Brief:
Quote the material below, starting with the line that contains "Query: art deco skyscraper" and continuing through the last line of the material. Reproduce each of these lines without any change.

Recorded data:
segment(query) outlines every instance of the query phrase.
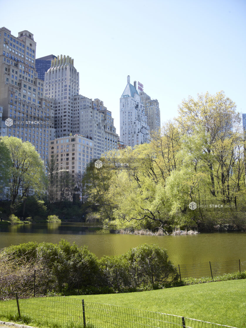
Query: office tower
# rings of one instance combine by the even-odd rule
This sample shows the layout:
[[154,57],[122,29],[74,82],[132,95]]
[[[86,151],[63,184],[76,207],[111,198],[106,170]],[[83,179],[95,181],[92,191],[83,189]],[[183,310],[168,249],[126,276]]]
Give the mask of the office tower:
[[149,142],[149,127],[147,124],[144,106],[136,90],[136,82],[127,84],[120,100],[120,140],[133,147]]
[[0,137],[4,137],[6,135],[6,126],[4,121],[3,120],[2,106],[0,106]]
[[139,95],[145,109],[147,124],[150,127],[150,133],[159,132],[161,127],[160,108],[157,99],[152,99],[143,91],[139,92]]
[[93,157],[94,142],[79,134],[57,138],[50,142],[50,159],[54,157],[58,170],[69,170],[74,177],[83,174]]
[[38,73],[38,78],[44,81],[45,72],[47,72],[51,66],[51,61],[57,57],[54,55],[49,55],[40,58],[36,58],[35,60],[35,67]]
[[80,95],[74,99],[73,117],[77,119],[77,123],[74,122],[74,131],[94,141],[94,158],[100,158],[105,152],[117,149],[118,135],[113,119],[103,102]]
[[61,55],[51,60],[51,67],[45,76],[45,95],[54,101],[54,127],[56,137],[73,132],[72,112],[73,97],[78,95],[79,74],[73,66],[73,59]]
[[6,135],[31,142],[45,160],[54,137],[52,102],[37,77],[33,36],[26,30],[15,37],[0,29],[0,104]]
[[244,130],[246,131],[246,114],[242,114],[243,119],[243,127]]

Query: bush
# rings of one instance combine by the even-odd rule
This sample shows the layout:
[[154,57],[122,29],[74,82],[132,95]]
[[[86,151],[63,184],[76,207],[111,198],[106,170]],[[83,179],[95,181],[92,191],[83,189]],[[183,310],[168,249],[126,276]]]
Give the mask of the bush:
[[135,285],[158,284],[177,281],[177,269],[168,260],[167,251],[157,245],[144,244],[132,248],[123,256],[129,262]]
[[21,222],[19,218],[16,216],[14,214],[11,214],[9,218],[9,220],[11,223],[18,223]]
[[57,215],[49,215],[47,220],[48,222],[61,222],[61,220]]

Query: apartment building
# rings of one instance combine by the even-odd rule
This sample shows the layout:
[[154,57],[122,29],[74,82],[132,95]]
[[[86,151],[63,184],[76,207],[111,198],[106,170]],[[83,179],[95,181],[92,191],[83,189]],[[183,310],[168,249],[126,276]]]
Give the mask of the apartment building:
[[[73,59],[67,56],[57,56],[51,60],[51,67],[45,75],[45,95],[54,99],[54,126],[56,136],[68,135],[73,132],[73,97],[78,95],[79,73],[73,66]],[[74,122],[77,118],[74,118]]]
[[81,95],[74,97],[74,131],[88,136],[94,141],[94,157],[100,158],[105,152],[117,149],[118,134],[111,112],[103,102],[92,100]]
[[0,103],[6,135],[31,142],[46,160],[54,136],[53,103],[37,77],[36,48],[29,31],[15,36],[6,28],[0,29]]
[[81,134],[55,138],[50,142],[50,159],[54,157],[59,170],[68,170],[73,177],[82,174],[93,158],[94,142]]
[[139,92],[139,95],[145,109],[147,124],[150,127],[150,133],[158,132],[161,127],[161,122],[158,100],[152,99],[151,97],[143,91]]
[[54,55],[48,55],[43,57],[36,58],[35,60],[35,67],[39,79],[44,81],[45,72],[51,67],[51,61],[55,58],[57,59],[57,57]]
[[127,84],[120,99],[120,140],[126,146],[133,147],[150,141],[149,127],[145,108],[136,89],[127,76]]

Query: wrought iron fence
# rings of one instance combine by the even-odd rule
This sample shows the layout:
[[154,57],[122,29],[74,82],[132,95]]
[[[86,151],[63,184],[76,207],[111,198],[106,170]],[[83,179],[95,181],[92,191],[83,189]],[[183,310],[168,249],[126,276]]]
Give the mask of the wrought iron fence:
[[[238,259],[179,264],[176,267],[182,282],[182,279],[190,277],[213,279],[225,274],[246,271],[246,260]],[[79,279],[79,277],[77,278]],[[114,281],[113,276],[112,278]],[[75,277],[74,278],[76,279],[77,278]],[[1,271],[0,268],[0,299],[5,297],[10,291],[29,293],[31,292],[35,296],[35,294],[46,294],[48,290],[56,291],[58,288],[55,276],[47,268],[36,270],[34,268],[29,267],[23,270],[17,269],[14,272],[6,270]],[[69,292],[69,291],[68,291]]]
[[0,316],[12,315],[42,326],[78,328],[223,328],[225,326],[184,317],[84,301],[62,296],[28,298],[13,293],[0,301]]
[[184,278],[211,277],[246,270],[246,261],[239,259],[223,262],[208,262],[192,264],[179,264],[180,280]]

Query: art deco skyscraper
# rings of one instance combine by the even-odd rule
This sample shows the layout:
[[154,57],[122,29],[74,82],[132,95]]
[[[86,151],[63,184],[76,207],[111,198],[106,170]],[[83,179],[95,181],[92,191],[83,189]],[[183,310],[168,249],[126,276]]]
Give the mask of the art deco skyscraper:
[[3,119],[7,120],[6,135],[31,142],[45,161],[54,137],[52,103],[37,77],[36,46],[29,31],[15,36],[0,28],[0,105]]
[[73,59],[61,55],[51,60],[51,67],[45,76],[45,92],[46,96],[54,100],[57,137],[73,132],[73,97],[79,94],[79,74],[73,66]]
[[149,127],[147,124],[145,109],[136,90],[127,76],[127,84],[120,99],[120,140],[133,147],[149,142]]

Correct result:
Query: art deco skyscraper
# rings of one instance combine by the even-odd rule
This sample shows the layout:
[[154,57],[122,29],[74,82],[132,95]]
[[[86,151],[63,184],[76,207],[111,198],[106,170]],[[83,179],[95,181],[92,191],[83,189]],[[183,310],[168,249],[126,276]]]
Give the mask of the art deco skyscraper:
[[3,119],[7,120],[6,135],[31,142],[45,161],[54,137],[52,103],[37,77],[36,46],[29,31],[15,36],[0,28],[0,105]]
[[73,59],[61,55],[51,60],[51,67],[45,76],[45,92],[46,96],[54,100],[57,137],[73,132],[73,97],[79,94],[79,74],[73,66]]
[[149,127],[147,124],[145,109],[136,90],[127,76],[127,84],[120,99],[120,140],[133,147],[149,142]]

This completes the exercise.